# Bank Mural - Evansville IN



## ProWallGuy (Apr 7, 2007)

This was my Tues/Wed job this week. 

The soffit to be covered










Moving the acoustical tiles out of the way to keep clean










Corners are velcro'ed with clay


----------



## ProWallGuy (Apr 7, 2007)

While this was a small job (barely over 200 sf) it was a b1tch to install. The printer gave me about 1/4" bleed of graphic for both top and bottom (like the 24" soffit wouldn't vary over 100 feet of drywall) and the colors didn't match from panel to panel meaning I had to bust a seam down a perfect line. Not easy when trying to keep the stuff running level. Builds character though. I'm a better installer because of it today.


----------



## TJ Paint (Jun 18, 2009)

great looking work. Can I apprentice for you? I want to learn.


----------



## ProWallGuy (Apr 7, 2007)

Where are you located?


----------



## TJ Paint (Jun 18, 2009)

On the border of ND and MN, a bit far away unfortunately


----------



## Workaholic (Apr 17, 2007)

As always nice. :thumbup:


----------



## straight_lines (Oct 17, 2007)

Wow that must have taken forever to paint.:jester:

Nice job.:thumbsup:


----------



## vermontpainter (Dec 24, 2007)

□ □ □ □ □

## Set problem A
Collect every row that contains the word "wheel" and copy each one in full.
## Set problem B
Extend the bank mural thread from the point where it stops.
The rows have no connection to the forum thread about the bank mural.

## Provided material
□ □ □ □ □

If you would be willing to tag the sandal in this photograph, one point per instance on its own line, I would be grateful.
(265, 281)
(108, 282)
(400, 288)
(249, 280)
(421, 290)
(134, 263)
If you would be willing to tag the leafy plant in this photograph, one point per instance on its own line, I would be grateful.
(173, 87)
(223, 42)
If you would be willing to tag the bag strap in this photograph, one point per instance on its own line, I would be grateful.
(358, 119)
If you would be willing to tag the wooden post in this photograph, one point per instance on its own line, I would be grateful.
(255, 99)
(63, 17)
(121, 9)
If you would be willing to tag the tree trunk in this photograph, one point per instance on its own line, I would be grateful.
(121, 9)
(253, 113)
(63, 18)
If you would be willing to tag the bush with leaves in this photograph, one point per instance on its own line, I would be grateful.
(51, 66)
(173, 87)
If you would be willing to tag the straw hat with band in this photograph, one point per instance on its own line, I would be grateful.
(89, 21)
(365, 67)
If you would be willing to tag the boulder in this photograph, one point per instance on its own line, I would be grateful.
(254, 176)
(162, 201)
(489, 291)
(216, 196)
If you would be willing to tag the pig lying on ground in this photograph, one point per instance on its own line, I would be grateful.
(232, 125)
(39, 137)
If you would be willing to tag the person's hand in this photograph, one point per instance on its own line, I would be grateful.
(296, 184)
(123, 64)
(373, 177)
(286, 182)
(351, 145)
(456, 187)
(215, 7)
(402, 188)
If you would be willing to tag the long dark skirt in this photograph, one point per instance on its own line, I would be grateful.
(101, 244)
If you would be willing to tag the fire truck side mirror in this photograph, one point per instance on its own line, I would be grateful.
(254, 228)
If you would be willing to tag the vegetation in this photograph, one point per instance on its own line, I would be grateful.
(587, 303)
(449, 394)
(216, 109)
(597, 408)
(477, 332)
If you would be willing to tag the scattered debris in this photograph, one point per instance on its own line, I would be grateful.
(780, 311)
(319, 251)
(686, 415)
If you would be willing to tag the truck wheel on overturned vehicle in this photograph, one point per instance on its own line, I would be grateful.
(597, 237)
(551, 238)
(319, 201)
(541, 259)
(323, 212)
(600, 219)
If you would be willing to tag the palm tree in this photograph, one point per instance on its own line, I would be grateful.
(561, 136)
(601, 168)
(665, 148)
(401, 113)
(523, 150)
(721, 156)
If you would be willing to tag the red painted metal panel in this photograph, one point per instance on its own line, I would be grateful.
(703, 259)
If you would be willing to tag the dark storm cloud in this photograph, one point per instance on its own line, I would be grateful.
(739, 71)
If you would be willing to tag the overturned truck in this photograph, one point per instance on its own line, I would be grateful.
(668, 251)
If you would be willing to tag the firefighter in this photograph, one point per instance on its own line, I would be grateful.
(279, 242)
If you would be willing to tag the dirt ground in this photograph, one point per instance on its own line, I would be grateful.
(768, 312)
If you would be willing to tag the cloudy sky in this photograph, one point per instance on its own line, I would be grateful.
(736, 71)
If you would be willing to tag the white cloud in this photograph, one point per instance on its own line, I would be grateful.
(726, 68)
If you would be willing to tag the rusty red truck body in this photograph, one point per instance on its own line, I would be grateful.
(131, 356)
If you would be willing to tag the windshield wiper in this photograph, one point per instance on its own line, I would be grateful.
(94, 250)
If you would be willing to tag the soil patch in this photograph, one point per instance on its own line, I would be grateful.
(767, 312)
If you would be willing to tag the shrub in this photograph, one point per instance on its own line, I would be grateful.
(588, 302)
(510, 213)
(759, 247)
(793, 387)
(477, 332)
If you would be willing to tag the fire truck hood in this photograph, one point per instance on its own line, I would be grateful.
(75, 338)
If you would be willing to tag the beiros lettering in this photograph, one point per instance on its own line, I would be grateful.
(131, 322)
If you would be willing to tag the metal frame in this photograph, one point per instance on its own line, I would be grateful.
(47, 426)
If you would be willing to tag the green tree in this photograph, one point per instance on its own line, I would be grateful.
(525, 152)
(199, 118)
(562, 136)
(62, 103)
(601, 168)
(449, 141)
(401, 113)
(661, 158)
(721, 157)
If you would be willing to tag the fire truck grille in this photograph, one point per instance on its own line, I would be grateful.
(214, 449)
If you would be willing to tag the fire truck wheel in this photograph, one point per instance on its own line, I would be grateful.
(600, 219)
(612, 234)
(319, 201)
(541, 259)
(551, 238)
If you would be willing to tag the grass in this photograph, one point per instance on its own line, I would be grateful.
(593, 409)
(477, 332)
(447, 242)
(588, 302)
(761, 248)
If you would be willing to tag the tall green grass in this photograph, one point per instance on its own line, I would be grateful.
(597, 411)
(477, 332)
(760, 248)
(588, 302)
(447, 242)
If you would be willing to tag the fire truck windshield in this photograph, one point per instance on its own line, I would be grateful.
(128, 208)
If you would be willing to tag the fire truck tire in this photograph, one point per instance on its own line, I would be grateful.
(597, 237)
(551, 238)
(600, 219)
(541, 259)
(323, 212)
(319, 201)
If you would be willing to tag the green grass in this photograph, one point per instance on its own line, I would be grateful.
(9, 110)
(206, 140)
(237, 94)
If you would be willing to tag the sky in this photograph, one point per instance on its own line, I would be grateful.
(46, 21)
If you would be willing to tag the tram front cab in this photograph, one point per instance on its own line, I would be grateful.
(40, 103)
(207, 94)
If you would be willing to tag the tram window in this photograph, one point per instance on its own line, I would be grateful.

□ □ □ □ □

## Final answer A
If you would be willing to tag the truck wheel on overturned vehicle in this photograph, one point per instance on its own line, I would be grateful.
If you would be willing to tag the fire truck wheel in this photograph, one point per instance on its own line, I would be grateful.

## Final answer B
Nice to see you do something easy once in a while.


----------



## VanDamme (Feb 13, 2010)

straight_lines said:


> Wow that must have taken forever to paint.:jester:
> 
> Nice job.:thumbsup:


Haha! I was going to ask him if he taped his lines or free-handed 'em.


----------



## nEighter (Nov 14, 2008)

Awesome!


----------



## brushmonkey (Jan 4, 2010)

You do great work man! Most deserving of a multiple thumbs up!... :thumbsup::thumbsup::thumbsup:


----------



## chrisn (Jul 15, 2007)

What was the soild blue wrap around soffit?Paint?


----------



## ProWallGuy (Apr 7, 2007)

chrisn said:


> What was the soild blue wrap around soffit?Paint?


Yep, the smaller circle soffit in the foreground was painted blue.


----------



## KLaw (May 8, 2009)

Nice work - man. Thanks for sharing.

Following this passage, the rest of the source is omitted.